=== To be done ===
Can you copy the listing again, starting at the line containing "Point to the walking" and ending at the end of the listing, with every pixel coordinate in the answers scaled by 0.65 and rounded to a whole number (halves up)? Leave the requests and their sample coordinates unchanged.

[BEGIN]

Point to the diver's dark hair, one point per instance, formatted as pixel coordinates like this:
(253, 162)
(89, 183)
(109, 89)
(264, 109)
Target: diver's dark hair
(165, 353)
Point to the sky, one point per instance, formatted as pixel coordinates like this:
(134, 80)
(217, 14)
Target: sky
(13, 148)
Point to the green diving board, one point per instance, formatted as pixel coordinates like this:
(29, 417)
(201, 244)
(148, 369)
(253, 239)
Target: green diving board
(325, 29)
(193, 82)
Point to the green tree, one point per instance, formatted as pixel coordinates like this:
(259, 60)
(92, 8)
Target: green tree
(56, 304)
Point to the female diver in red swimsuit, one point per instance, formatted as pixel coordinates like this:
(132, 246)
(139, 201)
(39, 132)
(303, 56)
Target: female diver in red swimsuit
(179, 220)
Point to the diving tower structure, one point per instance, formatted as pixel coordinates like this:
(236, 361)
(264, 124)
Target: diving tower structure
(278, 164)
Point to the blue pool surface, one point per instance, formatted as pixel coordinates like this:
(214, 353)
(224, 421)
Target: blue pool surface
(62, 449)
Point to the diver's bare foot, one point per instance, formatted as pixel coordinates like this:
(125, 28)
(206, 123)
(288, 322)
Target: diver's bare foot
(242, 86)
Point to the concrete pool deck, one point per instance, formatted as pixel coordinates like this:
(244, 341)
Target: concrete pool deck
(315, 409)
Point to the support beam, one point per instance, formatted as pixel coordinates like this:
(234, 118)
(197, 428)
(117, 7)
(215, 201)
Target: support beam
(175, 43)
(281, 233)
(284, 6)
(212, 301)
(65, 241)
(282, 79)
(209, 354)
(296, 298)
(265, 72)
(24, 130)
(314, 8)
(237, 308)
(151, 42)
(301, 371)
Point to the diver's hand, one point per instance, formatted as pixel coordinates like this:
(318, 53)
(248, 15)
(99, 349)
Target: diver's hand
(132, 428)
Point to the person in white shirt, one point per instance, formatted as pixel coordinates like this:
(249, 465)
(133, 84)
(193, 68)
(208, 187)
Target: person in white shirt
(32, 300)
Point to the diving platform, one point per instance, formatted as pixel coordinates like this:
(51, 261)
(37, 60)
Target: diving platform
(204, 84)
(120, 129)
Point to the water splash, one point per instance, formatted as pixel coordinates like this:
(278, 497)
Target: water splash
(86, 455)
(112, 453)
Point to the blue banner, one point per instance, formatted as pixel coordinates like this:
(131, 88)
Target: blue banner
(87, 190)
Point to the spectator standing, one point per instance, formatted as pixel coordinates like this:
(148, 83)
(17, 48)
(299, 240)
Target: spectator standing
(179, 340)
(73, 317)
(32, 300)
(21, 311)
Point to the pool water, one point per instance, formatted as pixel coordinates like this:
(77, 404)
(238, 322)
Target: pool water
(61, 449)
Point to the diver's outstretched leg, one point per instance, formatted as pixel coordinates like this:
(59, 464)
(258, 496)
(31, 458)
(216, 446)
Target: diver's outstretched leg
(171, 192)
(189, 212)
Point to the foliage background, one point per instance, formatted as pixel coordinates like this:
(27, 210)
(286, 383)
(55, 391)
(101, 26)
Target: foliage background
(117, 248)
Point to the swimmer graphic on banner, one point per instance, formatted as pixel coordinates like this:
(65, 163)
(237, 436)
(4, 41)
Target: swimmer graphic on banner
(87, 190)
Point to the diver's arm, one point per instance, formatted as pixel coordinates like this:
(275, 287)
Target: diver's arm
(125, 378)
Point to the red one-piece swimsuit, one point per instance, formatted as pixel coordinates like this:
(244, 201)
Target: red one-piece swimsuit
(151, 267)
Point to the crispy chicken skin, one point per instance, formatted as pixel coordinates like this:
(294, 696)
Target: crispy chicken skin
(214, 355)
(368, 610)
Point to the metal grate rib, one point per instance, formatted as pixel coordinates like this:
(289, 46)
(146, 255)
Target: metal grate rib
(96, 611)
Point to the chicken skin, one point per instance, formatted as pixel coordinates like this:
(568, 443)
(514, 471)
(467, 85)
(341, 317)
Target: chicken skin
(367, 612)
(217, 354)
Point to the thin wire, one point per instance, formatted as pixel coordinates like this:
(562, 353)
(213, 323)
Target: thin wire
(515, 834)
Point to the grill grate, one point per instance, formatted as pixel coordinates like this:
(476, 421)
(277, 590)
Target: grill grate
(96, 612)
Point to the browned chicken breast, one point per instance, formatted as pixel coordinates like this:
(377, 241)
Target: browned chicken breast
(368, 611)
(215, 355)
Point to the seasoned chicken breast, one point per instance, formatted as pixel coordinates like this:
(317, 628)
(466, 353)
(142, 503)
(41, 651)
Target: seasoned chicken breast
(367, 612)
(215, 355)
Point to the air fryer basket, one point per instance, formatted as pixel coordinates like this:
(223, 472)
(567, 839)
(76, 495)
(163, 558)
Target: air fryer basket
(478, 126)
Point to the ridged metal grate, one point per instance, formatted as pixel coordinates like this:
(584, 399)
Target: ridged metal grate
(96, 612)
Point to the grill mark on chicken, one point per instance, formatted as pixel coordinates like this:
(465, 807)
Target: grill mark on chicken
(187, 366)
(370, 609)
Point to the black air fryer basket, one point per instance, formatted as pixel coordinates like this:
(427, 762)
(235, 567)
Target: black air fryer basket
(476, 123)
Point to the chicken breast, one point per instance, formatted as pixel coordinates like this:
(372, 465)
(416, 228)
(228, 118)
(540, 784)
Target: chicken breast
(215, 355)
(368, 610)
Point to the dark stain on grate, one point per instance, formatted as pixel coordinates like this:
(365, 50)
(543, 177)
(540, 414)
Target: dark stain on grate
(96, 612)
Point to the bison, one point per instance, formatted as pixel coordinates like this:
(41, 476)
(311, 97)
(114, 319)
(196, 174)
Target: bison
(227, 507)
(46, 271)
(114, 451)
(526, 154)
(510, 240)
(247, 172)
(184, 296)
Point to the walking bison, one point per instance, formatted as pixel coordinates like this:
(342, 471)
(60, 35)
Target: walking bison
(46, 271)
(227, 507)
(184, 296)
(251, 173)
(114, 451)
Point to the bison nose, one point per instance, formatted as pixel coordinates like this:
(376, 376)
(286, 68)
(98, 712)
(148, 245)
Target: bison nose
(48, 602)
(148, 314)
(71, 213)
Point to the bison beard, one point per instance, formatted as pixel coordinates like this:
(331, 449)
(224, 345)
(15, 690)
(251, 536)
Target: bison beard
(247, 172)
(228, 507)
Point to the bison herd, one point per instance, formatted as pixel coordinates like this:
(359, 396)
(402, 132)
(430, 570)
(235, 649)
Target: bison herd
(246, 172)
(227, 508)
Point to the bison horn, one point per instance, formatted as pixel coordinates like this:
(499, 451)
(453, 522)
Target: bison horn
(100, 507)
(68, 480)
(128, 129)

[END]

=== Output ===
Point to the walking bison, one point per instance, formatted as pixel coordinates like this:
(342, 471)
(60, 35)
Target: walking bison
(30, 176)
(148, 330)
(120, 192)
(163, 112)
(74, 293)
Point to the bison nose, one point per instance, formatted as pixel coordinates like this:
(376, 376)
(286, 68)
(98, 712)
(148, 245)
Target: bison nose
(31, 391)
(96, 204)
(46, 138)
Point to the bison beard, one point per instance, formatted as pixel coordinates like this:
(331, 449)
(224, 345)
(15, 690)
(251, 536)
Target: bison beard
(161, 112)
(148, 330)
Point to the bison herd, one point per instance, formatted as pixel coordinates like this:
(359, 396)
(402, 132)
(430, 570)
(235, 649)
Target: bison herd
(160, 112)
(148, 330)
Point to the bison horn, one point per instance, formatted as pixel coordinates like this:
(499, 451)
(453, 522)
Target: bison horn
(65, 330)
(44, 312)
(83, 84)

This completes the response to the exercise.